▶ [Requirement A]: Check each statement against the passage about Dan Andriano: (i) Hurricane Season came out through Asian Man Records; (ii) Andriano joined The Damned Things in 2019 as the replacement for a guitarist; (iii) Dear Darkness was released on February 11, 2022. For each, answer yes or no and quote the words from the passage that settle it.
▶ [Requirement B]: Resume the passage about Dan Andriano, picking up after its last sentence.

▶ [Excerpted passage]:
*** Block opens ***
Andriano played bass on The Falcon's 2004 EP, God Don't Make No Trash or Up Your Ass with Broken Glass, at the request of guitarist and lead vocalist Brendan Kelly, and would return in 2006 to play bass and provide vocals for Unicornography. He also played bass guitar on Ben Weasel's 2007 album These Ones Are Bitter.

Andriano also performs as a solo act under the name "Dan Andriano in the Emergency Room". His first solo album, Hurricane Season, was released on August 9, 2011, through Asian Man Records. Later that year, Andriano toured Europe with Chuck Ragan, Dave Hause of The Loved Ones, and Brian Fallon of The Gaslight Anthem as part of the 2011 Revival Tour. The following year, Andriano again performed on the North American leg of The Revival Tour alongside Ragan, Cory Branan, Laura Jane Grace of Against Me!, and Nathaniel Rateliff. Dan Andriano "in the Emergency Room" released his second album 'Party Adjacent' on July 17, 2015.

In 2019, Andriano joined the rock supergroup The Damned Things, replacing bassist Josh Newton. He has recorded one album with the band titled High Crimes.

Andriano announced a new side project in August 2021 called Dan Andriano & The Bygones composed of himself and Get Married members Dylan Moore and Randy Moore. Later that year, the group announced their debut album, Dear Darkness, which released on February 11, 2022.
*** Block closes ***
▶ [Supplied entries]:
*** Block opens ***
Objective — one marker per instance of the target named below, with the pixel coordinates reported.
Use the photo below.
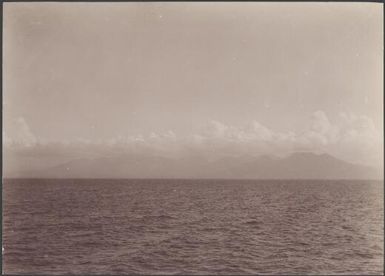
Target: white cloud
(349, 137)
(19, 133)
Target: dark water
(192, 227)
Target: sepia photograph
(192, 138)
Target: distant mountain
(295, 166)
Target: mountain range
(302, 165)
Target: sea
(192, 227)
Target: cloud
(349, 137)
(19, 133)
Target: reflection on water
(192, 227)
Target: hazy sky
(103, 70)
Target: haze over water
(192, 227)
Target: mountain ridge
(299, 165)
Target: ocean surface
(192, 227)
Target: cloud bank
(350, 137)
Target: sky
(266, 78)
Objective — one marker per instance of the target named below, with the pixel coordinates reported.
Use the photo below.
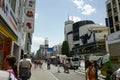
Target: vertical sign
(29, 15)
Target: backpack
(24, 72)
(5, 75)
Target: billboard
(86, 36)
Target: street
(52, 74)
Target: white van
(73, 62)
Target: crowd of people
(21, 72)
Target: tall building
(86, 37)
(16, 28)
(68, 32)
(113, 13)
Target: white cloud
(86, 9)
(36, 42)
(79, 3)
(36, 15)
(74, 18)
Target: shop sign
(29, 15)
(115, 59)
(1, 46)
(114, 37)
(7, 14)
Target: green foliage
(65, 48)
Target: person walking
(12, 67)
(48, 64)
(118, 74)
(90, 72)
(58, 64)
(25, 65)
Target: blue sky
(51, 15)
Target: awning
(5, 32)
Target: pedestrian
(90, 72)
(25, 65)
(11, 66)
(118, 74)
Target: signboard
(115, 59)
(114, 37)
(8, 15)
(50, 49)
(1, 46)
(29, 15)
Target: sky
(50, 17)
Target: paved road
(52, 74)
(65, 76)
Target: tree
(65, 48)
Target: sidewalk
(42, 74)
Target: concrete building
(13, 30)
(113, 13)
(57, 50)
(85, 37)
(68, 31)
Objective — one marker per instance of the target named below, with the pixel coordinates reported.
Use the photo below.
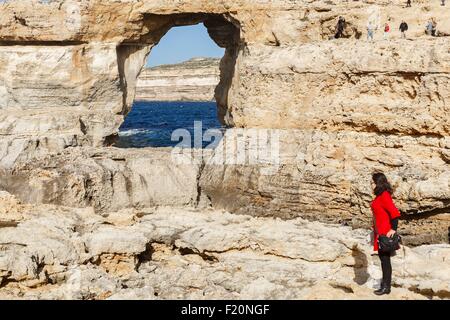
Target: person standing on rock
(387, 29)
(403, 28)
(370, 31)
(385, 222)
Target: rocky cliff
(330, 111)
(193, 80)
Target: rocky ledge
(192, 80)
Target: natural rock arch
(223, 30)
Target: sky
(182, 43)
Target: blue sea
(151, 124)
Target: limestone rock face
(167, 253)
(108, 179)
(193, 80)
(326, 176)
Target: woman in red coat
(385, 222)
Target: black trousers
(386, 267)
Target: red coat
(384, 210)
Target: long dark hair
(381, 183)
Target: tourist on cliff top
(403, 28)
(429, 28)
(370, 31)
(387, 29)
(385, 223)
(340, 28)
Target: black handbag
(389, 244)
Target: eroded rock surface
(159, 253)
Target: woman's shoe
(382, 290)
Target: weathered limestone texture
(343, 107)
(167, 253)
(193, 80)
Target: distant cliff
(193, 80)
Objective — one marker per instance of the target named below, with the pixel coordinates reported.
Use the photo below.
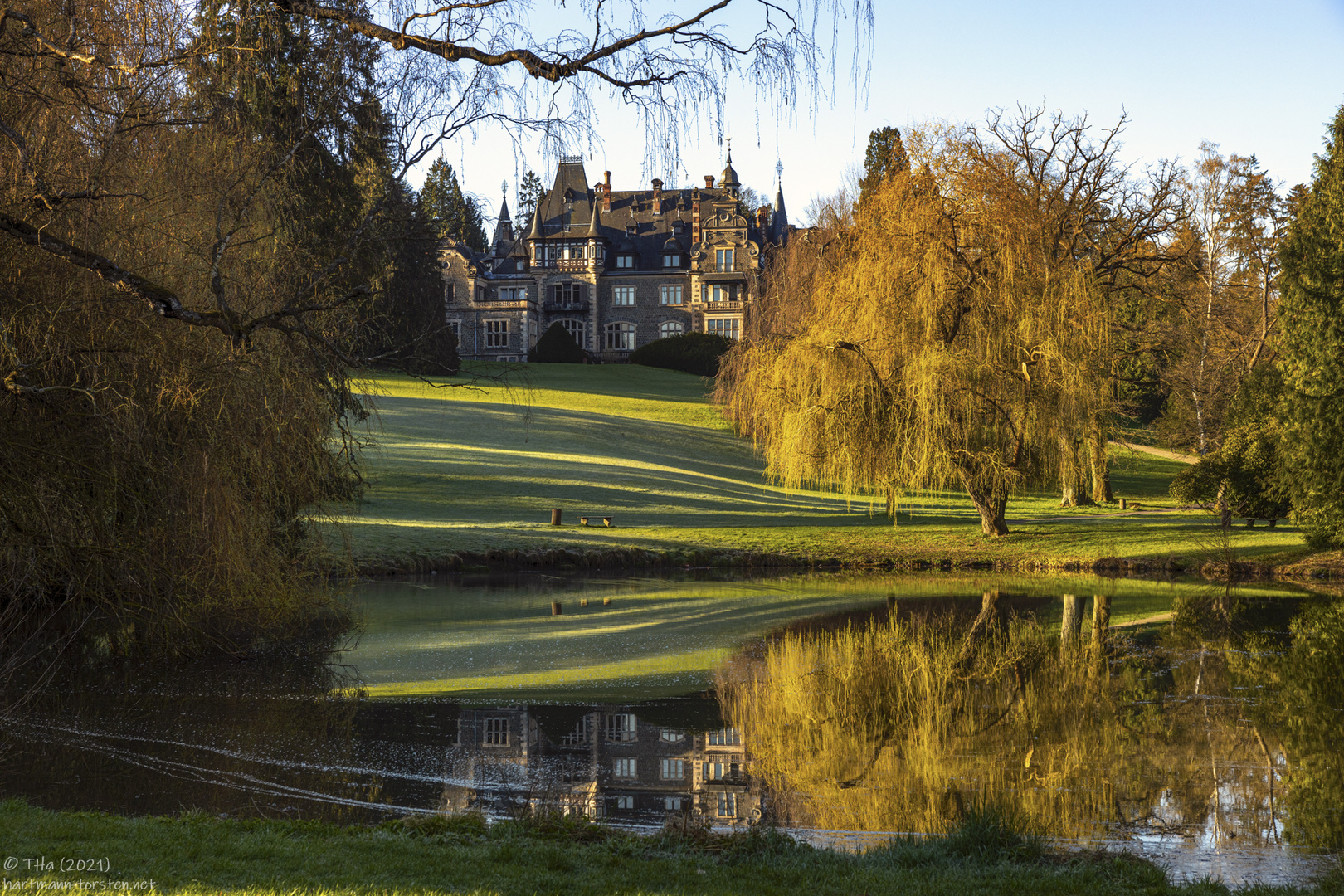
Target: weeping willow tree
(953, 328)
(940, 348)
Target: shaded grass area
(474, 470)
(201, 855)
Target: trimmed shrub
(695, 353)
(557, 347)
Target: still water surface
(1205, 733)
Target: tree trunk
(1099, 469)
(992, 504)
(1071, 624)
(1071, 475)
(1101, 631)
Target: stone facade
(601, 762)
(619, 269)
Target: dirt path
(1160, 617)
(1171, 455)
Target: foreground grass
(470, 470)
(201, 855)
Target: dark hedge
(691, 353)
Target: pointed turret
(503, 231)
(778, 217)
(730, 178)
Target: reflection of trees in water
(1224, 726)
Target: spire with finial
(730, 178)
(503, 227)
(778, 218)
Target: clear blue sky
(1255, 78)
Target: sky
(1252, 77)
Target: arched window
(620, 336)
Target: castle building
(601, 762)
(617, 269)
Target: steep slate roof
(652, 227)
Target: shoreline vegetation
(986, 852)
(464, 480)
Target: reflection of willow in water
(1083, 730)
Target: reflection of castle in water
(600, 762)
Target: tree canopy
(449, 212)
(958, 331)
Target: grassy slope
(470, 470)
(201, 855)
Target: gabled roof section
(569, 201)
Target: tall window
(620, 336)
(724, 327)
(724, 738)
(578, 737)
(496, 733)
(574, 327)
(496, 334)
(620, 726)
(570, 295)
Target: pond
(1196, 724)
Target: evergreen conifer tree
(1312, 360)
(450, 212)
(884, 158)
(530, 195)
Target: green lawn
(470, 470)
(203, 856)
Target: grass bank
(201, 855)
(468, 476)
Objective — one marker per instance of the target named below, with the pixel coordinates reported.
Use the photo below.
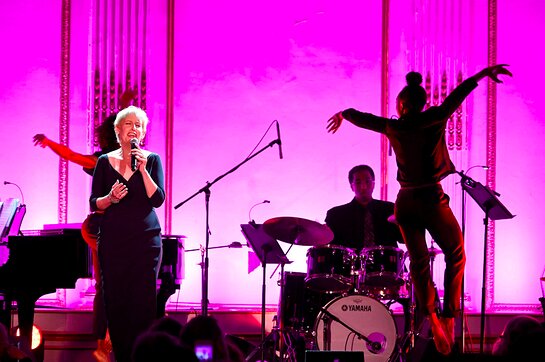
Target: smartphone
(204, 350)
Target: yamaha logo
(356, 308)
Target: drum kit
(342, 302)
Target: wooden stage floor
(68, 331)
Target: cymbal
(298, 231)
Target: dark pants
(427, 208)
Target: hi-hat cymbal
(295, 230)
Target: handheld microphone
(279, 140)
(134, 143)
(252, 222)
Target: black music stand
(487, 200)
(269, 252)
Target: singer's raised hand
(335, 122)
(40, 140)
(493, 72)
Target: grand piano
(42, 261)
(38, 264)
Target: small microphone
(134, 143)
(279, 140)
(252, 222)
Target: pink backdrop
(239, 67)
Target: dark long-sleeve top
(347, 223)
(135, 213)
(418, 141)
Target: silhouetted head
(362, 183)
(412, 97)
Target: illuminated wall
(238, 66)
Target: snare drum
(330, 268)
(383, 266)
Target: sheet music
(7, 213)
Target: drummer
(364, 222)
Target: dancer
(418, 140)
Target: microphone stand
(206, 190)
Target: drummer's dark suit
(347, 223)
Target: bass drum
(362, 316)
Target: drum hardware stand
(488, 201)
(268, 251)
(206, 190)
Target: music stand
(269, 252)
(493, 208)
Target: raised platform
(68, 331)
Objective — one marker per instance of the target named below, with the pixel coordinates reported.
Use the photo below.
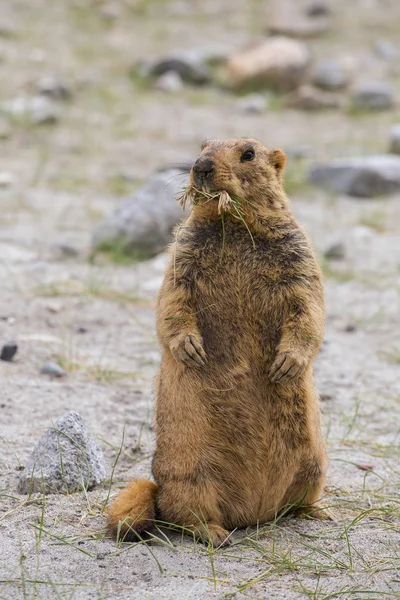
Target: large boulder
(65, 459)
(364, 176)
(142, 224)
(278, 63)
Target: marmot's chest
(235, 258)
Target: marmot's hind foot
(212, 534)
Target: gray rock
(6, 180)
(253, 104)
(54, 88)
(188, 66)
(279, 63)
(300, 151)
(66, 459)
(5, 129)
(143, 223)
(335, 252)
(318, 9)
(299, 27)
(8, 351)
(363, 177)
(386, 50)
(309, 98)
(170, 82)
(52, 369)
(374, 95)
(329, 74)
(395, 139)
(39, 110)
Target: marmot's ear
(278, 160)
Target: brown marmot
(240, 319)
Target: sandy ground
(97, 318)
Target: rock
(373, 95)
(52, 369)
(329, 74)
(6, 180)
(318, 9)
(143, 223)
(170, 82)
(395, 139)
(335, 252)
(189, 67)
(308, 98)
(8, 351)
(386, 50)
(300, 151)
(66, 459)
(65, 250)
(5, 130)
(54, 88)
(7, 29)
(39, 110)
(363, 177)
(299, 27)
(253, 104)
(278, 63)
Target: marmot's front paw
(188, 350)
(286, 366)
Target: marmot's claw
(286, 366)
(189, 351)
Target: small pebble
(53, 88)
(386, 50)
(6, 180)
(8, 351)
(395, 139)
(253, 104)
(318, 9)
(81, 329)
(169, 82)
(52, 369)
(373, 95)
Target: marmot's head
(243, 168)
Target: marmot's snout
(203, 172)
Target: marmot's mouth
(199, 196)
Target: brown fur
(240, 319)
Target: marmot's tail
(133, 510)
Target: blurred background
(96, 95)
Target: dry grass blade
(195, 195)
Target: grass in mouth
(226, 204)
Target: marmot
(240, 319)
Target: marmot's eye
(248, 155)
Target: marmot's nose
(203, 166)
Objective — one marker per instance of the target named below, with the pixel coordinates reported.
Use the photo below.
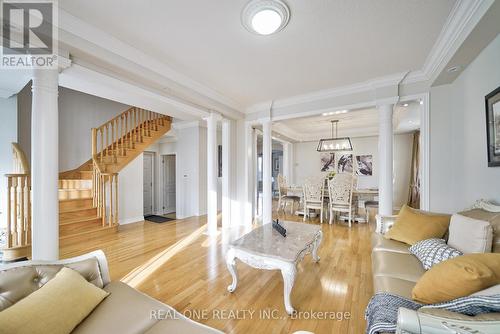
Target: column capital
(387, 101)
(264, 120)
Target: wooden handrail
(19, 211)
(111, 141)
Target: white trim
(163, 210)
(80, 28)
(424, 147)
(185, 125)
(92, 82)
(463, 17)
(154, 206)
(369, 85)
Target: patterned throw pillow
(432, 251)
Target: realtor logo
(29, 34)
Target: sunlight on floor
(141, 273)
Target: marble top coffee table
(265, 248)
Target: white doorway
(168, 163)
(148, 179)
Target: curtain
(414, 192)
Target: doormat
(157, 219)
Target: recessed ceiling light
(454, 69)
(265, 17)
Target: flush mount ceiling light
(334, 143)
(265, 17)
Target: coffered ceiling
(327, 44)
(354, 123)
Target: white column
(249, 197)
(226, 172)
(385, 148)
(267, 196)
(45, 165)
(212, 174)
(286, 161)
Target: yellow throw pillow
(412, 226)
(56, 308)
(458, 277)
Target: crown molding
(463, 17)
(369, 85)
(111, 49)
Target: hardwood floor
(177, 264)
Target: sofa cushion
(470, 235)
(397, 265)
(16, 283)
(433, 251)
(412, 226)
(493, 218)
(379, 243)
(396, 286)
(126, 310)
(458, 277)
(57, 307)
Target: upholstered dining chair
(313, 197)
(340, 189)
(284, 199)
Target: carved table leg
(231, 266)
(316, 244)
(288, 272)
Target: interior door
(168, 183)
(148, 184)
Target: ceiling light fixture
(334, 143)
(265, 17)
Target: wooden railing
(18, 212)
(113, 138)
(111, 141)
(105, 195)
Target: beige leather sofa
(396, 271)
(125, 310)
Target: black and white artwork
(365, 165)
(345, 164)
(493, 127)
(327, 162)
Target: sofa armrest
(384, 223)
(98, 255)
(444, 322)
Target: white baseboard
(131, 220)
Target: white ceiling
(327, 43)
(355, 123)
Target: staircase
(88, 195)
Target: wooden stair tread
(89, 231)
(78, 220)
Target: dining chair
(283, 197)
(313, 197)
(340, 189)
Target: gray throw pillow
(433, 251)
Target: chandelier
(334, 143)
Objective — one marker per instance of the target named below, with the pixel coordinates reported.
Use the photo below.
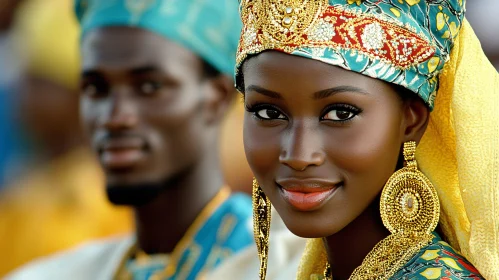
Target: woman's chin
(310, 230)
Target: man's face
(142, 105)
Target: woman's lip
(307, 199)
(306, 185)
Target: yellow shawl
(460, 155)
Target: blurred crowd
(51, 186)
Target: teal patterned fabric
(405, 42)
(226, 232)
(209, 28)
(438, 261)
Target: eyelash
(253, 109)
(340, 107)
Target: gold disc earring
(261, 225)
(410, 210)
(409, 202)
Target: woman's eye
(269, 114)
(339, 115)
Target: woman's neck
(347, 249)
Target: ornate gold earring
(261, 225)
(409, 202)
(410, 210)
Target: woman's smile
(306, 194)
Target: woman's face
(322, 141)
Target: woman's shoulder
(438, 260)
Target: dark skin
(153, 117)
(320, 126)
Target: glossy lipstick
(306, 195)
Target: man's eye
(93, 90)
(269, 114)
(339, 115)
(149, 88)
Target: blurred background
(51, 187)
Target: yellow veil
(460, 154)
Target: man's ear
(220, 94)
(416, 118)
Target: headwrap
(46, 34)
(209, 28)
(429, 48)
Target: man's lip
(121, 158)
(120, 153)
(125, 143)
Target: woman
(338, 94)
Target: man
(57, 200)
(156, 83)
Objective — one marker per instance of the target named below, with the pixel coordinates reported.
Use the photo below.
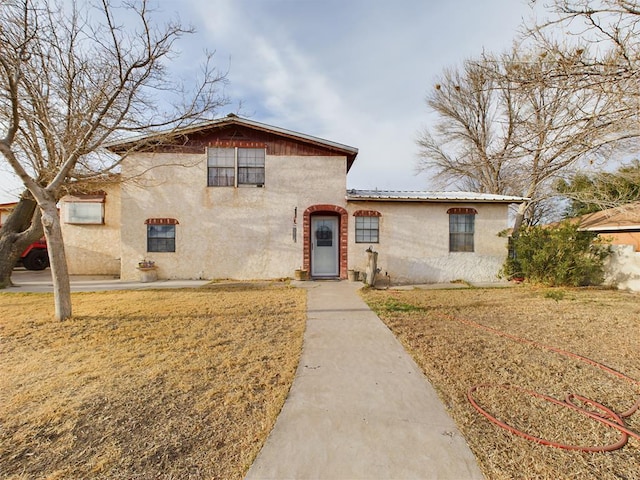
*** Block closes ***
▶ [Expected answer A]:
(i) Yes: "His first solo album, Hurricane Season, was released on August 9, 2011, through Asian Man Records."
(ii) No: "In 2019, Andriano joined the rock supergroup The Damned Things, replacing bassist Josh Newton."
(iii) Yes: "Later that year, the group announced their debut album, Dear Darkness, which released on February 11, 2022."

▶ [Expected answer B]:
==Equipment==
Andriano has played Fender Jazz and Precision Basses for most of his career. He also had a limited run of 20 signature Jazz Basses made by GPC.

For amplification, Andriano uses a 1971 Marshall Major in the studio and Orange AD-200B (and occasionally Ampeg SVT) amps in concert.

==Discography==

===Solo===
- Mike Felumlee / Dan Andriano Split (2002)
- Gail (With Matt Pryor) (2017)

===With Slapstick===
- Lookit! (1996)
- Slapstick (1997)

===With Tuesday===
- Early Summer EP (1997)
- Freewheelin (1997)

===With Alkaline Trio===

- Goddamnit (1998)
- Maybe I'll Catch Fire (2000)
- The Alkaline Trio (2000)
- From Here to Infirmary (2001)
- Good Mourning (2003)
- Crimson (2005)
- Remains (2007)
- Agony and Irony (2008)
- This Addiction (2010)
- Damnesia (2011)
- My Shame Is True (2013)
- Is This Thing Cursed? (2018)
- E.P. (2020)
- Blood, Hair, and Eyeballs (2024)

===With The Falcon===
- God Don't Make No Trash or Up Your Ass with Broken Glass EP (2004)
- Unicornography (2006)
- Gather Up the Chaps (2016)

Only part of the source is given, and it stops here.